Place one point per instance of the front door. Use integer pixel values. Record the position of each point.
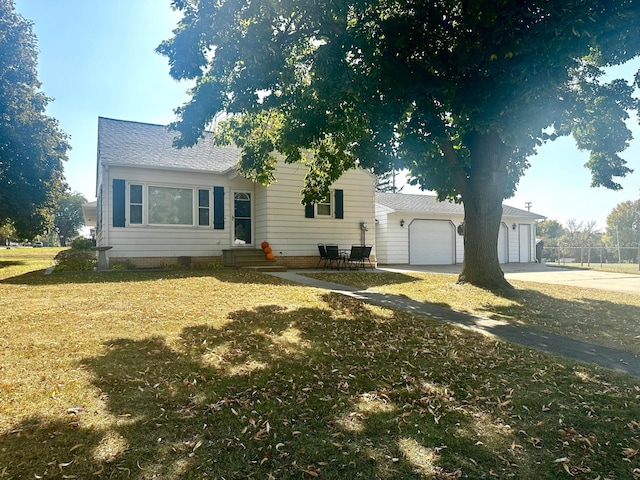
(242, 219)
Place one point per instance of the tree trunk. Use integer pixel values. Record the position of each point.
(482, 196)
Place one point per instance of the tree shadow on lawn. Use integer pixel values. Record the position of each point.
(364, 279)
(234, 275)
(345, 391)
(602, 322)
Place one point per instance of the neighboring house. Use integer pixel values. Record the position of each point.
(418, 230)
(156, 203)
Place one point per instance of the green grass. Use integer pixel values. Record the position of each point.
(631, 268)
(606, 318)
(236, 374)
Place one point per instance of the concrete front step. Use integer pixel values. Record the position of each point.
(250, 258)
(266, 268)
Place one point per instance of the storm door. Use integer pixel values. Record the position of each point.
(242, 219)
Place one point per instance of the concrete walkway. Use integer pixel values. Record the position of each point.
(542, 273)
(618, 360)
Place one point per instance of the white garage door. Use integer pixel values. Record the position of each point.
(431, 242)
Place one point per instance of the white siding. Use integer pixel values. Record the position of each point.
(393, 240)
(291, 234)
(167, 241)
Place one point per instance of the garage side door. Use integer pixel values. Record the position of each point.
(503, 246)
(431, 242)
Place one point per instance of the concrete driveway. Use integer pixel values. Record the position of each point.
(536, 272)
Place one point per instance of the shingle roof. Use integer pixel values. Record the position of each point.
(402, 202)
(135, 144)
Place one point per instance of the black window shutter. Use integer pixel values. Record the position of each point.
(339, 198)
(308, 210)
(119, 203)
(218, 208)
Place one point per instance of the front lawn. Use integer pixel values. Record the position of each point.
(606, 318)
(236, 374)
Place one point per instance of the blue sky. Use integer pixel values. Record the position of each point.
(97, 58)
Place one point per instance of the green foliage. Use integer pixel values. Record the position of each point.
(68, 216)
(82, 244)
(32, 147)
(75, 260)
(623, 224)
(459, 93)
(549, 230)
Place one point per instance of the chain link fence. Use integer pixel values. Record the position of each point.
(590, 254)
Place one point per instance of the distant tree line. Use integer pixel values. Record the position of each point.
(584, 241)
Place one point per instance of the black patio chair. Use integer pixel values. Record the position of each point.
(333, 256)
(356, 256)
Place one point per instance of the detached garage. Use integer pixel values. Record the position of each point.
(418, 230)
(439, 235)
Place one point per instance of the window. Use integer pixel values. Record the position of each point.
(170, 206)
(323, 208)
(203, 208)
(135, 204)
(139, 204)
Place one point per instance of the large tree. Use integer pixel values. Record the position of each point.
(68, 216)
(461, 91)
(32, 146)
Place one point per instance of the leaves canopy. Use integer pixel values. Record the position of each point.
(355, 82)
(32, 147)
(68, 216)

==

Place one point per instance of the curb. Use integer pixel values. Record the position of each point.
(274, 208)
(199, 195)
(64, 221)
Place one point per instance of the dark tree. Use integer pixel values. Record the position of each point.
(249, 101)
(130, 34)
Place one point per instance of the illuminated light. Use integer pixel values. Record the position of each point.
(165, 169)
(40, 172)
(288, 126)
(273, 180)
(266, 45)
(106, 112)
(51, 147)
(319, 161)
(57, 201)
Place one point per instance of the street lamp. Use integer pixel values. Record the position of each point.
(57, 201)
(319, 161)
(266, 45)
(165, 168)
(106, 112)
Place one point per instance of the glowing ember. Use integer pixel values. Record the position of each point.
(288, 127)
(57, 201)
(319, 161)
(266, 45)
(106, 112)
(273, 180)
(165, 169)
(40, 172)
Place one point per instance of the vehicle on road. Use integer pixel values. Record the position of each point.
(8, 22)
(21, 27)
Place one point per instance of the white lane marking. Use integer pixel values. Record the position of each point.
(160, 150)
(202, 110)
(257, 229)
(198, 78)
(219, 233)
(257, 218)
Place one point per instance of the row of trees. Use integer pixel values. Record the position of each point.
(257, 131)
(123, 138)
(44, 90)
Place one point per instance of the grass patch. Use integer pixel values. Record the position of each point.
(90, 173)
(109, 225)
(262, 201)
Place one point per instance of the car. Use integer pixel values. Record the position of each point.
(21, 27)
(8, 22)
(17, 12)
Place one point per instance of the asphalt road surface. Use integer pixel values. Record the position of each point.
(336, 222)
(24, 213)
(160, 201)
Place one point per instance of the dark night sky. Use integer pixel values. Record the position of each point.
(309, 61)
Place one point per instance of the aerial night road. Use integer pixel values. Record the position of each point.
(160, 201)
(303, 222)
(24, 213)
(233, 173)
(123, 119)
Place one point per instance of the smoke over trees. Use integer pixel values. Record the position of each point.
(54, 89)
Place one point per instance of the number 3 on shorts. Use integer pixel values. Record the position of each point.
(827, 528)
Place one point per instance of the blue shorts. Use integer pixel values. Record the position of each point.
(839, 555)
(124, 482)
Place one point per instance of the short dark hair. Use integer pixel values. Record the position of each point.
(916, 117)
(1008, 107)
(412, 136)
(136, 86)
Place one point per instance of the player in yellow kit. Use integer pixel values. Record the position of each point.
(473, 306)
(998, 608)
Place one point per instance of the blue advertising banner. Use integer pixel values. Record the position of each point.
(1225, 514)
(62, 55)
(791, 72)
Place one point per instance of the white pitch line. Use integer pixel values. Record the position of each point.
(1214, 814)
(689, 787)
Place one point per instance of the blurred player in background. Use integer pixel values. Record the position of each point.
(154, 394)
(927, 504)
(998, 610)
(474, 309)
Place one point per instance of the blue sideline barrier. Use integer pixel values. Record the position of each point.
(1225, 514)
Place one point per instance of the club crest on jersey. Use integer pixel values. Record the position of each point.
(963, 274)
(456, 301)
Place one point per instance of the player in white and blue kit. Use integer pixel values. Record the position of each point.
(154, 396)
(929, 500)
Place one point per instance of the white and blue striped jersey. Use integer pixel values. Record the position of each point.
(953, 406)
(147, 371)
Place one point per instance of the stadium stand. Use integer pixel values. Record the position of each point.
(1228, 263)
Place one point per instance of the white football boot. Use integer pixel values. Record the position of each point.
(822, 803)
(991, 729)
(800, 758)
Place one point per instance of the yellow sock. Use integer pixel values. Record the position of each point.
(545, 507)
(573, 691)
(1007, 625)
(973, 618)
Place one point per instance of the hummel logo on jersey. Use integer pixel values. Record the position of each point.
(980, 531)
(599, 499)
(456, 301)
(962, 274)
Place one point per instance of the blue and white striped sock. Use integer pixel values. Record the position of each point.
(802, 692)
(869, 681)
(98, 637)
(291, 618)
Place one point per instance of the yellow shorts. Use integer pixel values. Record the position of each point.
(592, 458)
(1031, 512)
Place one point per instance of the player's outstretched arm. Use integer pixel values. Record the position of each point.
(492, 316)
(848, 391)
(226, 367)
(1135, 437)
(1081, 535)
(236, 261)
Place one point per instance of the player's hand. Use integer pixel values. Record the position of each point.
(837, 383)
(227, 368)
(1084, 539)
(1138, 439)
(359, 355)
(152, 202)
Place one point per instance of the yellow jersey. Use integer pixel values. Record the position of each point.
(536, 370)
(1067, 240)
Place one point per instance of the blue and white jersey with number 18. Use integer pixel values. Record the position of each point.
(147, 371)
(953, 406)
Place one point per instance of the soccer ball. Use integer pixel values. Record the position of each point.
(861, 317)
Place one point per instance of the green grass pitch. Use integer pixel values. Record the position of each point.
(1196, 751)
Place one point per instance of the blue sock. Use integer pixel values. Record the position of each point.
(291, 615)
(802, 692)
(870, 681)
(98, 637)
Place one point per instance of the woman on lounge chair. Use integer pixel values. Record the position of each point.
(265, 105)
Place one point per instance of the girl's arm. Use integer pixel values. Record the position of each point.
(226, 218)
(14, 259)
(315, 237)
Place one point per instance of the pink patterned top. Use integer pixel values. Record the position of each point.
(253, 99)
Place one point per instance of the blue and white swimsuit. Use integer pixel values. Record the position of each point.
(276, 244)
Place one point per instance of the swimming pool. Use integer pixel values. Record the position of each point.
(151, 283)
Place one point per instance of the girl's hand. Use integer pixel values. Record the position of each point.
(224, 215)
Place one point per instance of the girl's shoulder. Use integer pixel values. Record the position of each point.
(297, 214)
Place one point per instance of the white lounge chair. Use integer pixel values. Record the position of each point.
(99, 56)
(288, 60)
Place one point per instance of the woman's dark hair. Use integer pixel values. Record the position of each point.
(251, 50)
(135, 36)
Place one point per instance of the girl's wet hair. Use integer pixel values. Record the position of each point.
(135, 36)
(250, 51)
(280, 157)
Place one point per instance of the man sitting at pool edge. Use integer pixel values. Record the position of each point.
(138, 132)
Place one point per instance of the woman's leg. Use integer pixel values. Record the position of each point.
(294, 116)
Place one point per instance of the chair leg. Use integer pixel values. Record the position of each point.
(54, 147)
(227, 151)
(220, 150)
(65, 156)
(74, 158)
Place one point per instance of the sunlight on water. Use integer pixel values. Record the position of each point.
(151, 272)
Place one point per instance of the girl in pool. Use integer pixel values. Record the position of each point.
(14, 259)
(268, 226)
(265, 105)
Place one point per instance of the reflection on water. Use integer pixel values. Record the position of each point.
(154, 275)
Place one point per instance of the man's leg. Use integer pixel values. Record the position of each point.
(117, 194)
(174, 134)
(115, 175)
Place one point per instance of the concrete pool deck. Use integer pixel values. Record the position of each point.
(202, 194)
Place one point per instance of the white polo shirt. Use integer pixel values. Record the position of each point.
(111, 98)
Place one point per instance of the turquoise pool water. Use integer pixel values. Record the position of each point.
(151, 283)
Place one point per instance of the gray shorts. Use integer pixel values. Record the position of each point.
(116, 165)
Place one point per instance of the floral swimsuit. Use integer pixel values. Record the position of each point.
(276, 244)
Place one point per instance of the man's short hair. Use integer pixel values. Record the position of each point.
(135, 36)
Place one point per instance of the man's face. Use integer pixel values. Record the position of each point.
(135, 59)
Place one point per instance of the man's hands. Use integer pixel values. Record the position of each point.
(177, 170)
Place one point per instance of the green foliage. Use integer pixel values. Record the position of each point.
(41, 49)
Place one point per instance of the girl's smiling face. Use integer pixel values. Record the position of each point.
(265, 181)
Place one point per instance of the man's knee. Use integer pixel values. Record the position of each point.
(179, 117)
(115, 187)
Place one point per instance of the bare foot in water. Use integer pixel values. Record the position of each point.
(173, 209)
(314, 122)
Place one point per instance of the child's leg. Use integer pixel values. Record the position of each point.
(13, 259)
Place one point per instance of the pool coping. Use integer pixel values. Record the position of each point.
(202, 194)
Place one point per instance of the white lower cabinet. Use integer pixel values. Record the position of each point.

...

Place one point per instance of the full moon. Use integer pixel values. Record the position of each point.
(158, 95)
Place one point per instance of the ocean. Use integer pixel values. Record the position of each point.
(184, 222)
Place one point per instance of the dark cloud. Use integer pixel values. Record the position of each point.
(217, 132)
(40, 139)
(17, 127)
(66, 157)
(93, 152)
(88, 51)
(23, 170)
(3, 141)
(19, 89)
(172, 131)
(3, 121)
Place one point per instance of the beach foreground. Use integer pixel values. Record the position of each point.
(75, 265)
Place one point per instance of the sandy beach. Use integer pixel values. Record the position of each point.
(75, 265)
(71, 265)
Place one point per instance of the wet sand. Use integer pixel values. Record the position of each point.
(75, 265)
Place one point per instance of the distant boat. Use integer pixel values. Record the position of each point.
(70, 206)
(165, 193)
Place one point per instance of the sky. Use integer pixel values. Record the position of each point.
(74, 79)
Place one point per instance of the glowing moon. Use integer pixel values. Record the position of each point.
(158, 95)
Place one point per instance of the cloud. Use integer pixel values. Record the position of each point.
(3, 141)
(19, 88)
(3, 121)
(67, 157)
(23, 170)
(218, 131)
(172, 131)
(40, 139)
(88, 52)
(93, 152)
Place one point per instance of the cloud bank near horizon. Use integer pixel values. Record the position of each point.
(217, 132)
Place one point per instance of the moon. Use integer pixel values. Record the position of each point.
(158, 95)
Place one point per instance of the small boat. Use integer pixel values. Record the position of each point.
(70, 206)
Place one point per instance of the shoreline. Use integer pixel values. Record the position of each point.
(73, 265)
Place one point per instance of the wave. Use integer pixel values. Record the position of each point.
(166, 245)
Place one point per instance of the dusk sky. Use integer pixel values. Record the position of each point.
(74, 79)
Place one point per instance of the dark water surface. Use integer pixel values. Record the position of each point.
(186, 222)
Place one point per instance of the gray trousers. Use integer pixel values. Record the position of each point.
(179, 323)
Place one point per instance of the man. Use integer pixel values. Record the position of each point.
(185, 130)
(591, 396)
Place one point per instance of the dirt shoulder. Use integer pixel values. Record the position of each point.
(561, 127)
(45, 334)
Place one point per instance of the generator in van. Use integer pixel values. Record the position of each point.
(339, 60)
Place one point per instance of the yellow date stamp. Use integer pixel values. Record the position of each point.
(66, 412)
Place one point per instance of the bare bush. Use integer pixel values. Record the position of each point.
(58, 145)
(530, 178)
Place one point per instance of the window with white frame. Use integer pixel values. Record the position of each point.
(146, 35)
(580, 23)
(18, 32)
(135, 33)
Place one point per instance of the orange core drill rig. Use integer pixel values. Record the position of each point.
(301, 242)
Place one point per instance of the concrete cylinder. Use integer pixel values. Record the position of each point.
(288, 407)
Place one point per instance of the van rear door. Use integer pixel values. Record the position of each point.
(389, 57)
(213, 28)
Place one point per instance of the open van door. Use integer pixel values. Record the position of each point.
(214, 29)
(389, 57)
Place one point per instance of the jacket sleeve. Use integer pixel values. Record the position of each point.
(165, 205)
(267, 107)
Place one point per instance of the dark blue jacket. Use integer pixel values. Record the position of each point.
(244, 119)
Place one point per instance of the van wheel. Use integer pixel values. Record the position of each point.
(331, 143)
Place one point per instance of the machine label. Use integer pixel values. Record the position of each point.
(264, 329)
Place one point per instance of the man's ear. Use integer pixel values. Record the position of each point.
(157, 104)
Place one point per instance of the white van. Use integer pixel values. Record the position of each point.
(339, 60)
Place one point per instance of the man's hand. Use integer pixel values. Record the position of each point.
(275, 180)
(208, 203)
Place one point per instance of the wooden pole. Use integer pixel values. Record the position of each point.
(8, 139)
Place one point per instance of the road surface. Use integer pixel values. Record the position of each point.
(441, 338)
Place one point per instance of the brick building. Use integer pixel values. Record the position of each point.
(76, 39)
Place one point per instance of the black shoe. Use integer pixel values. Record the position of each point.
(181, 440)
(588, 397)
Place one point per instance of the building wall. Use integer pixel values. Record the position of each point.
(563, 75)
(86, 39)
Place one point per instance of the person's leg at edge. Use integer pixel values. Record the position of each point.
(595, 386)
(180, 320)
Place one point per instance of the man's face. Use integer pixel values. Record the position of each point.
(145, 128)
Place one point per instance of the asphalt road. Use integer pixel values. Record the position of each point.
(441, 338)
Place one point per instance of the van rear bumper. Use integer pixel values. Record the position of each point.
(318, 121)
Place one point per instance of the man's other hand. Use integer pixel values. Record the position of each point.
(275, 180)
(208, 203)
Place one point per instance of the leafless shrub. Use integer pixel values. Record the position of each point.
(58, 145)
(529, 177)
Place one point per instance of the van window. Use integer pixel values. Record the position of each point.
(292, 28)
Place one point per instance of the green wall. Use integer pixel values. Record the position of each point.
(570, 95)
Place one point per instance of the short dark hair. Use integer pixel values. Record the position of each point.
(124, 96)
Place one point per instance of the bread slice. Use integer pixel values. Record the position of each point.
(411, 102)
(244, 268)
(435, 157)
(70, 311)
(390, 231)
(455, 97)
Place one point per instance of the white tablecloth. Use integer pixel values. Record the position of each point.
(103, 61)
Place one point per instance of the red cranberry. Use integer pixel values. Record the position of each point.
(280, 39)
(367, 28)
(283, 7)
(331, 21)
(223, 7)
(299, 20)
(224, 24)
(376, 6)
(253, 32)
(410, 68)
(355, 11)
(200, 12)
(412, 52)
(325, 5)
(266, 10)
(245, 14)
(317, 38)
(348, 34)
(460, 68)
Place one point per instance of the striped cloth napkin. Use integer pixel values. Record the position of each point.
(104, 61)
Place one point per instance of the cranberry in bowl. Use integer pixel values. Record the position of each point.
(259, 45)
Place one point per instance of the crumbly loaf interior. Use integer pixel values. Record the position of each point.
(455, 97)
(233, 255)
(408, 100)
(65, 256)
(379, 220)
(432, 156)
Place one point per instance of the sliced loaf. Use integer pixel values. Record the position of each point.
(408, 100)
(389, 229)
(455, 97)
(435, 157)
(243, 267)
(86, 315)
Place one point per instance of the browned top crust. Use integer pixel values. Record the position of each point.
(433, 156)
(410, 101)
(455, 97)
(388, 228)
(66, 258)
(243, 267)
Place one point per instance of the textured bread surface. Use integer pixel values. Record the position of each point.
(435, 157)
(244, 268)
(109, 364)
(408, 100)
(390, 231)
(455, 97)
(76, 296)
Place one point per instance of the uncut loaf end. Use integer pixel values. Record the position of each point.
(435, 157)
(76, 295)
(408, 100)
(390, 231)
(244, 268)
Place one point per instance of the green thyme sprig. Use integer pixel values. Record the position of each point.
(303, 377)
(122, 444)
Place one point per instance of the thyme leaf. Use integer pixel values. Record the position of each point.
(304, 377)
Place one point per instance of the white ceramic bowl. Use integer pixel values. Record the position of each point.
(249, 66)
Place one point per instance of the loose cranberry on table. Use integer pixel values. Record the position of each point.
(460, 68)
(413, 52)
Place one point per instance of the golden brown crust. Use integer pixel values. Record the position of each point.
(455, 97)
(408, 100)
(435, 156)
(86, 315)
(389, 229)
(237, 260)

Work to do: Please list each line in the material above that contains the string "asphalt", treating uppercase and lowercase as different.

Written reply:
Place one point per instance of the asphalt road surface. Use integer pixel values. Record the position of each point.
Place one point per instance of the asphalt road. Use integer pixel values. Record the position of each point.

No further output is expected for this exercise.